Given problem: Would you transcribe all of the data exactly, down to the last character?

━━━ Data supplied ━━━

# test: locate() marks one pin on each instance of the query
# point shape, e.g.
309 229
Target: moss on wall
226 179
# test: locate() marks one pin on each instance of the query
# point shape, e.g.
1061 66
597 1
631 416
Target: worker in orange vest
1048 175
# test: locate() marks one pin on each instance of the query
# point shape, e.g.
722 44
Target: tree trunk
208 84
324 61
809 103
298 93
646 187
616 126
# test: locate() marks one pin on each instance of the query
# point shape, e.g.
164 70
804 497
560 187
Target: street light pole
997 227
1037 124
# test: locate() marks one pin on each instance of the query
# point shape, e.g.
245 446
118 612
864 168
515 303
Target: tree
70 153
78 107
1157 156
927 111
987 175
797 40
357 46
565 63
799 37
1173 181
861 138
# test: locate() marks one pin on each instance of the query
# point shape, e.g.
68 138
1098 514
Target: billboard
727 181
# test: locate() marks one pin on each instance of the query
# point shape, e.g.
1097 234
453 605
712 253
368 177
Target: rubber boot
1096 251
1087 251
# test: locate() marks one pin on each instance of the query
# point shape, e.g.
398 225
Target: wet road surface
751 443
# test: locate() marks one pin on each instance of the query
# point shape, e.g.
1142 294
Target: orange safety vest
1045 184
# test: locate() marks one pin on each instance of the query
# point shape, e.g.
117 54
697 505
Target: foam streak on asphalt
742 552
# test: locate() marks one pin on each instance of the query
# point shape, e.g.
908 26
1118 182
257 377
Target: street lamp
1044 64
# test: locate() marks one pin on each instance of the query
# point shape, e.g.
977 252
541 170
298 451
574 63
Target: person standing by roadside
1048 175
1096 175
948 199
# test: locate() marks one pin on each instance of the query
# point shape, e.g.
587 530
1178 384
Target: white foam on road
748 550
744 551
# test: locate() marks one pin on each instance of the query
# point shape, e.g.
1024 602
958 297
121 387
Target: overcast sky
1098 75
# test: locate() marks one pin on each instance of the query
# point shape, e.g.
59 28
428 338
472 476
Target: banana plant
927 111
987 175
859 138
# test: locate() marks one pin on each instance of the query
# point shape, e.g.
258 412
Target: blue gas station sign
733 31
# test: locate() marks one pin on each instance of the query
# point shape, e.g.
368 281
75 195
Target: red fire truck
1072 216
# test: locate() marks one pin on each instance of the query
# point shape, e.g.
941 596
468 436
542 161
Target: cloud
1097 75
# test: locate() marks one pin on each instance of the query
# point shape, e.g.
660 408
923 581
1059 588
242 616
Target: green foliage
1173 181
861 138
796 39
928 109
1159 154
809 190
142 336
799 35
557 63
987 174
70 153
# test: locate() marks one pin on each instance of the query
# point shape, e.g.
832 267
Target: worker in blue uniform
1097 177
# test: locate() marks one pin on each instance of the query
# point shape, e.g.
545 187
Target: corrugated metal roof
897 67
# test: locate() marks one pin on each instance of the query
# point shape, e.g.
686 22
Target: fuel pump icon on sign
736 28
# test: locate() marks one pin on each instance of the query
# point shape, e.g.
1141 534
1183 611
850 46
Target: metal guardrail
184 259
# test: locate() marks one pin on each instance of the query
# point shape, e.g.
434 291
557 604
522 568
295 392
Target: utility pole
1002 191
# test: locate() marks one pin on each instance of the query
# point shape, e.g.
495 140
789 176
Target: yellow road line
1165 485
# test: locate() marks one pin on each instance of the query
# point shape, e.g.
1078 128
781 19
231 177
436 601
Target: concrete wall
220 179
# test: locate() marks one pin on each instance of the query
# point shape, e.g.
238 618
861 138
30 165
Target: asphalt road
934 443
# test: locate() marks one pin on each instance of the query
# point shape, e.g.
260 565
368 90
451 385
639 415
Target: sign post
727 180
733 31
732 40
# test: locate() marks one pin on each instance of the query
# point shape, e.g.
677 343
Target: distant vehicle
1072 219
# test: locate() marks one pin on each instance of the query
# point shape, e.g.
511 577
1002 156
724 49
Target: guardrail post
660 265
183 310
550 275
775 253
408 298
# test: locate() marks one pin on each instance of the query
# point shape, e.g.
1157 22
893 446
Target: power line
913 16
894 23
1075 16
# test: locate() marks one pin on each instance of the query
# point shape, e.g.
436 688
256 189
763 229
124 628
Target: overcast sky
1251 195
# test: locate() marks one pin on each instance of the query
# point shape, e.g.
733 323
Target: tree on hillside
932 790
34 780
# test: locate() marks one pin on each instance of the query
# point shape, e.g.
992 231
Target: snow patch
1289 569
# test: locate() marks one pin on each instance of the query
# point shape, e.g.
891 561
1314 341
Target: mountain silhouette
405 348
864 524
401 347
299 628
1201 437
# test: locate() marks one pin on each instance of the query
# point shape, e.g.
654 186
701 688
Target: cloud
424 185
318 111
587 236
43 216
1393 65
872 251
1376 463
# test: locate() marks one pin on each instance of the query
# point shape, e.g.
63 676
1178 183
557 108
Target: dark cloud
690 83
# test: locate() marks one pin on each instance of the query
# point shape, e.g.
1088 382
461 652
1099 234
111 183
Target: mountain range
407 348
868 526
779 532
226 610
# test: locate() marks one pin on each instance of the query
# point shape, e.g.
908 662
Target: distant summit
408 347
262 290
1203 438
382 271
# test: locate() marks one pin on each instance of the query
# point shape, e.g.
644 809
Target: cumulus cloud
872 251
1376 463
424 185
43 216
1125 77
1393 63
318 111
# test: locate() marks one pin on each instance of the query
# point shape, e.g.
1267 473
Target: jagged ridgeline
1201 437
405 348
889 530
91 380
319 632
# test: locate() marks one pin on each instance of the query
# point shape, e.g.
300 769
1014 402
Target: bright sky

━━━

Problem solution:
# test: locate() marks one pin on each instance of the query
# point shape, e.g.
309 229
Target: moss on wall
226 179
# test: locate() marks one pin on each instance of the query
# point shape, e.g.
1061 66
597 1
631 416
Target: worker in orange vest
1048 175
# test: locate() marks one pin on each instance of the query
# point shape, e.g.
722 44
Target: tree trunk
208 84
324 61
809 103
298 93
646 187
616 126
# test: locate() marks one pin on each instance of the query
# point shape, e.g.
164 70
804 497
560 187
Target: street light pole
997 227
1037 124
# test: locate() marks one pin on each instance of the query
# point shape, e.g.
245 446
118 612
864 168
515 303
Target: tree
70 153
78 107
1157 156
927 111
987 175
797 40
357 46
565 63
799 37
1173 181
861 138
# test: locate() marks one pin on each instance of the query
# point shape, e.g.
68 138
1098 514
Target: billboard
727 181
# test: locate() marks one pin on each instance of the query
# point shape, e.g.
1097 234
453 605
712 253
368 177
Target: rubber boot
1096 251
1087 251
# test: locate() marks one pin on each instance of the query
# point shape, e.g.
398 225
Target: wet road surface
751 443
# test: locate() marks one pin on each instance of the query
# point shape, e.g.
1142 294
Target: orange safety vest
1045 184
# test: locate() marks one pin on each instance of the query
# point shape, e.g.
117 54
697 505
Target: foam streak on asphalt
742 552
# test: locate() marks one pin on each instance of the query
# point shape, e.g.
908 26
1118 182
257 377
Target: street lamp
1044 64
# test: locate() marks one pin on each instance of the query
# point shape, e.g.
977 252
541 170
298 451
574 63
Target: person standing by roadside
1048 175
1096 175
948 199
# test: locate() marks one pin on each instance of the query
# point shape, e.g.
587 530
1178 384
Target: white foam on road
748 550
744 551
# test: locate() marks one pin on each instance of the query
# point shape, e.g.
1024 602
958 297
121 387
Target: overcast sky
1098 75
# test: locate() marks one pin on each instance of the query
# point shape, e.g.
59 28
428 338
472 476
Target: banana plant
927 111
987 175
859 138
# test: locate() marks one pin on each instance of the query
# point shape, e.g.
258 412
Target: blue gas station sign
733 31
# test: locate() marks one pin on each instance of the query
# point shape, e.g.
368 281
75 195
Target: red fire truck
1072 216
# test: locate() marks one pin on each instance of the query
# point shape, e.g.
941 596
468 436
542 161
Target: cloud
1097 75
# test: locate() marks one pin on each instance of the query
# point shape, e.g.
660 408
923 581
1059 588
242 616
Target: green foliage
1173 181
861 138
796 39
928 109
1159 154
809 190
142 336
799 35
557 63
987 174
70 153
# test: locate() marks one pin on each instance of the query
# point shape, e.g.
832 267
Target: worker in blue uniform
1097 177
# test: locate() marks one pin on each instance of the query
# point shape, e.g.
545 187
Target: corrugated metal roof
897 67
# test: locate() marks one pin on each instance of the query
# point shape, e.g.
686 22
Target: fuel pump icon on sign
736 28
# test: locate() marks one pin on each instance of the query
# point shape, e.g.
1141 534
1183 611
850 46
Target: metal guardrail
184 259
# test: locate() marks one pin on each instance of the query
# point shape, e.g.
434 291
557 604
522 568
295 392
Target: utility pole
1002 191
# test: locate() marks one pin on each instance of the query
# point shape, e.g.
495 140
789 176
Target: yellow road line
1165 485
# test: locate() marks one pin on each instance of the query
# point shape, e.g.
1078 128
781 19
231 177
436 601
Target: concrete wall
220 179
# test: locate() marks one pin on each instance of the query
# point shape, e.g.
238 618
861 138
30 165
Target: asphalt road
934 443
# test: locate() marks one pin on each instance of the query
# point shape, e.g.
260 565
368 90
451 385
639 415
Target: sign post
727 180
733 31
732 40
# test: locate() marks one pin on each instance of the query
# point shape, e.g.
677 343
Target: distant vehicle
1072 219
# test: locate() marks one pin on each instance of the query
# point shape, e.g.
511 577
1002 156
724 49
Target: guardrail post
660 265
183 310
550 275
775 253
408 298
# test: locate() marks one pin on each instance of the query
# point shape, e.g.
1157 22
893 446
Target: power line
913 16
894 23
1075 16
# test: locate() marks one pin on each instance of the query
# point shape, e.g.
436 688
256 189
763 229
124 628
Target: overcast sky
1251 195
# test: locate() marks one pin on each instance of the query
# point shape, e.g.
733 323
Target: tree on hillside
932 790
34 780
# test: locate() marks one pin on each instance of the query
# point shape, e.g.
992 231
Target: snow patch
1289 569
# test: locate() marks one pin on each instance of the query
# point shape, e.g.
891 561
1314 341
Target: mountain silhouette
405 348
864 524
401 347
299 628
1201 437
# test: locate() marks one pin on each instance of the query
# point shape, e.g.
654 186
701 688
Target: cloud
424 185
318 111
587 236
43 216
1393 65
872 251
1376 463
# test: locate() marks one pin on each instance of the query
# point shape, e.g.
63 676
1178 183
557 108
Target: dark cloud
690 83
# test: locate() marks one pin on each instance of the query
# point shape, e.g.
1088 382
461 652
1099 234
111 183
Target: mountain range
407 348
868 526
779 532
226 610
# test: locate() marks one pin on each instance of the query
# point shape, e.g.
908 662
Target: distant summit
408 347
262 290
1203 438
382 271
# test: locate() marks one pin on each instance of the query
# point shape, e.g.
644 809
Target: cumulus cloud
872 251
1376 463
424 185
43 216
1125 77
1393 63
318 111
# test: locate() marks one pin on each instance of the query
# point shape, e.g.
1267 473
Target: jagged ridgeline
1201 437
405 348
889 530
91 380
319 632
# test: locate() marks one pin on each instance of the query
# point shape, e.g.
300 769
1014 402
Target: bright sky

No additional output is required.